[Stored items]
- - - - -
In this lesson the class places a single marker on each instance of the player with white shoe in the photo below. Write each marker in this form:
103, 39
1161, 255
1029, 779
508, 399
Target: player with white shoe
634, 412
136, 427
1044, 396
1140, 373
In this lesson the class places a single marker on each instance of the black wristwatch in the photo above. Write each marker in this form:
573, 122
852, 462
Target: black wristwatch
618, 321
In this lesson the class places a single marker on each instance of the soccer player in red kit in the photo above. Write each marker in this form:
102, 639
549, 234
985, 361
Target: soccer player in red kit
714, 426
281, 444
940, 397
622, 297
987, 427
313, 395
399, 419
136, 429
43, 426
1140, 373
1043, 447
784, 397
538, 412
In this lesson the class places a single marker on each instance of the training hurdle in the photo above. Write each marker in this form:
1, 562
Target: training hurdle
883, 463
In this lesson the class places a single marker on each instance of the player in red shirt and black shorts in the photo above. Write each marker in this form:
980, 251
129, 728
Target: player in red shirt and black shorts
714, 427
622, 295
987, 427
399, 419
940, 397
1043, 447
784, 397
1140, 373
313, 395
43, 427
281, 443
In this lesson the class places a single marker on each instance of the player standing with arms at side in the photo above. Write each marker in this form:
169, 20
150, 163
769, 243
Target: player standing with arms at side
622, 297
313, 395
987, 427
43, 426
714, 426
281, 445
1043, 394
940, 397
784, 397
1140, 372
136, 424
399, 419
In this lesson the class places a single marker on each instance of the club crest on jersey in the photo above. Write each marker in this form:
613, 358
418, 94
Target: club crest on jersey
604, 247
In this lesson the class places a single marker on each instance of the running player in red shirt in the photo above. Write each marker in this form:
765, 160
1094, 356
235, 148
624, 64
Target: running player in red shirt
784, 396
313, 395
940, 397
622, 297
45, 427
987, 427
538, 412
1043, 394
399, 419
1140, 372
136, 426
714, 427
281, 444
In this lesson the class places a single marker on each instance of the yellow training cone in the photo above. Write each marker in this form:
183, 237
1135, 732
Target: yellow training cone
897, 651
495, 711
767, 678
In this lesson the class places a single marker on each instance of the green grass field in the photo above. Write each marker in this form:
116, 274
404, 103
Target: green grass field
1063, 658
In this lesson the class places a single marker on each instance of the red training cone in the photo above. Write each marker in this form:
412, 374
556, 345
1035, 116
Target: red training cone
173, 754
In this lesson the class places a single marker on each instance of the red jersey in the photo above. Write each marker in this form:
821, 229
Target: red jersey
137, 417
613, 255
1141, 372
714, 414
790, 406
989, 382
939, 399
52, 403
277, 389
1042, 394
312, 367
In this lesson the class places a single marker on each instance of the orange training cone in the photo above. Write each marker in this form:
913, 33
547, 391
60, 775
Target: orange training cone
- - - - -
Work required: Starting from the records above, filter out all lines except those containing the word "orange".

Solution:
In this lesson the class places a single marker on each instance of the orange training cone in the photo above. Write each marker in this form:
Target: orange training cone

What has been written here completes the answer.